- EXERCISE TASK:
Express the lines of the items below as a Markdown table with the columns "Row" and "Line," beginning with the line that contains "Task: indicate the white" and continuing through the end of the items. Omit any blank lines and present only those lines.
═══ DATA ENTRIES
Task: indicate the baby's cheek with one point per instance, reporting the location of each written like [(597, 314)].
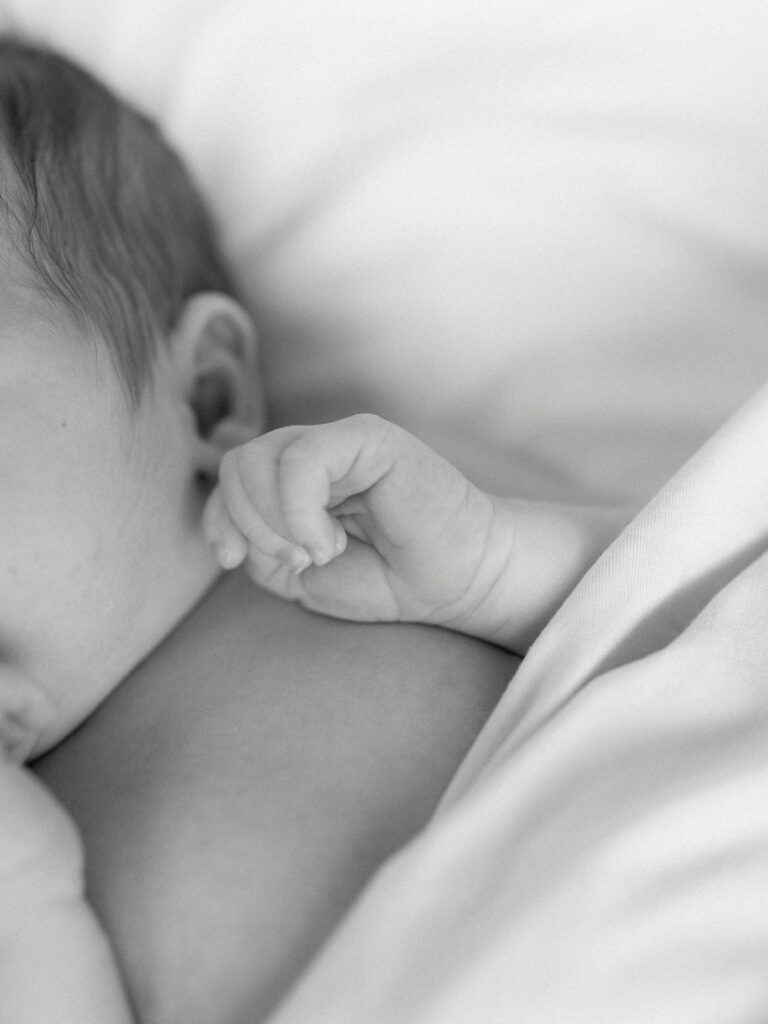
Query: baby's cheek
[(41, 853)]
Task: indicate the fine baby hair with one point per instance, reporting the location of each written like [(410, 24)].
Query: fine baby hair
[(99, 213)]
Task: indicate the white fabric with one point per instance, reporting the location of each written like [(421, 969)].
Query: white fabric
[(603, 853), (535, 233)]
══════
- COMPLETED TASK:
| Row | Line |
|---|---|
| 1 | Task: indicate the white fabric with one point per instance, reporting the location of each written like [(421, 969)]. |
| 2 | Query: white fabric |
| 3 | [(603, 853), (535, 233)] |